GIVEN INSTRUCTION 1:
Answer these questions using the court opinion below, one answer per line:
(a) Which court decided the case?
(b) Under which section must the alien testify to the truth at the hearing before a board of special inquiry?
(c) What does the government not question about Gentile?
GIVEN INSTRUCTION 2: Name every lawyer the court opinion below lists as appearing in the case.

TEXT EXCERPT:
UNITED STATES v. DAY

No. 310.

25 F.2d 717 (1928)

UNITED STATES ex rel. GENTILE v. DAY, Commissioner of Immigration.

Circuit Court of Appeals, Second Circuit.

April 9, 1928.


Attorney(s) appearing for the Case

Gaspare M. Cusumano, of New York City, for appellant.

Charles H. Tuttle, U. S. Atty., of New York City (Abbot Low Moffat, of New York City, of counsel), for appellee.

Before MANTON, L. HAND, and AUGUSTUS N. HAND, Circuit Judges.


L. HAND, Circuit Judge (after stating the facts as above).

We are to distinguish this case from one where the alien upon entry falsely swears that he comes for a temporary visit when in fact he means to stay permanently. Perhaps in such a case he is within section 19 of the Act of 1917 (8 US CA § 155) as a person who has entered "in violation of" a "law of the United States." The alien is required to testify to the truth at the hearing before a board of special inquiry under section 17 (8 USCA § 153), and, if he procures his entry by deceit, it may be that he is within section 19, even though he might have got in for other reasons. With that we have nothing to do, for it was not found, nor is it argued, that Gentile intended to stay for more than six months when he was admitted.

When a man presents one reason for entry on his arrival, and later resists deportation for another, not originally put forward, the last is open to grave suspicion. We should not lightly upset its rejection by any tribunal charged with the duty of passing upon the facts. But that point also is not presented, for the government does not question that Gentile is really an "artist."

All we have here is the question whether an alien loses his exemption from the quota for one reason merely because upon his arrival he gets an exemption for another. It is quite true that, if he had presented his present ground originally, the board of inquiry might have rejected it, but by hypothesis that rejection would have been wrong and should have been corrected on appeal. There is no reason to assume that the opportunities for examination at that time were better than before the inspector, or that the government was prejudiced by the delay in its opportunity to ascertain the facts. The exemption is granted by the statute and is independent of the procedure for its determination; it should not be forfeited unless the alien's conduct has so clogged it that he ought not to assert it thereafter. We cannot see that this is such a case.

SUPPLIED DATA:
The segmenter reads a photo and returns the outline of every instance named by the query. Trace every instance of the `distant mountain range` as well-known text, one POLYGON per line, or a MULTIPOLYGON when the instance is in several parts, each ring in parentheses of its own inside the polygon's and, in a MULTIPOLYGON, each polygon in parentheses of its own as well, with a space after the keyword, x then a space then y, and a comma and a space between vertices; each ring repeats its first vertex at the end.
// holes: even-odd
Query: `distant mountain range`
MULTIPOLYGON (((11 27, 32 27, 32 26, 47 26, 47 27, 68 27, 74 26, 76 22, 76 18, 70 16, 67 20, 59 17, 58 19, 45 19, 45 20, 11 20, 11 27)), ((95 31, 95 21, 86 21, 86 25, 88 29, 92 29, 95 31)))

RESULT 1:
(a) The Circuit Court of Appeals, Second Circuit.
(b) Section 17 (8 USCA § 153).
(c) That Gentile is really an "artist."

RESULT 2:
Gaspare M. Cusumano
Charles H. Tuttle
Abbot Low Moffat